The Fundamental Things Apply, As Time Goes By

by Anita Pascoe, MS, CIP, Project Coordinator at Intermountain Healthcare


PRIM&R is pleased to share a post from Anita Pascoe, MS, CIP, a member of the PRIM&R Blog Squad for the 2014 Advancing Ethical Research (AER) Conference. The PRIM&R Blog Squad is composed of PRIM&R members who will blog here, on Ampersand, about the conference to give our readers an inside peek of what happened December 4-7 in Baltimore, MD.

On December 7, the last day of the conference, Susan E. Lederer, PhD, the Robert Turell Professor of the History of Medicine and Bioethics at the University of Wisconsin School of Medicine and Public Health, delivered an excellent keynote presentation titled “Beyond the Bombshell: The Legacy of Henry K. Beecher’s Call for Reform in Clinical Research Ethics.” Lederer put current human subjects research issues into historical perspective with stories about renowned physician and researcher Henry K. Beecher, a professor of anesthesiology who was involved with human subjects research at Massachusetts General Hospital in the 1960s. Beecher wrote a controversial 1966 article,‘‘Ethics and Clinical Research,’’ in which he issued a scathing critique of contemporary human subjects research practices. The article caused a significant stir in the scientific community at the time of its publication. The paper has since been recognized as one of the most influential papers related to human subjects research in the United States. Its publication also set the stage for the development of our current regulatory framework, which is to a large degree focused around the principle of informed consent.

* [Problem statement]: Using the conference post, explain in one to three sentences why members of the PRIM&R Blog Squad write about the conference on Ampersand. The material that comes next is from a different source than this text.

* [Source material]:
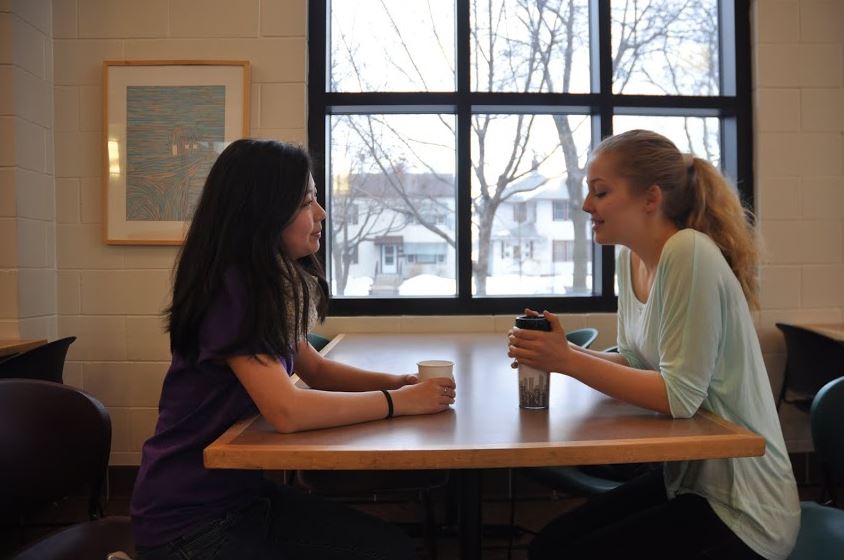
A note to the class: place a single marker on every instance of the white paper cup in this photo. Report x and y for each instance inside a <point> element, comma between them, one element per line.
<point>428,369</point>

* [Task answer]: They blog about the conference to give readers an inside peek at what happened there on December 4-7 in Baltimore, MD.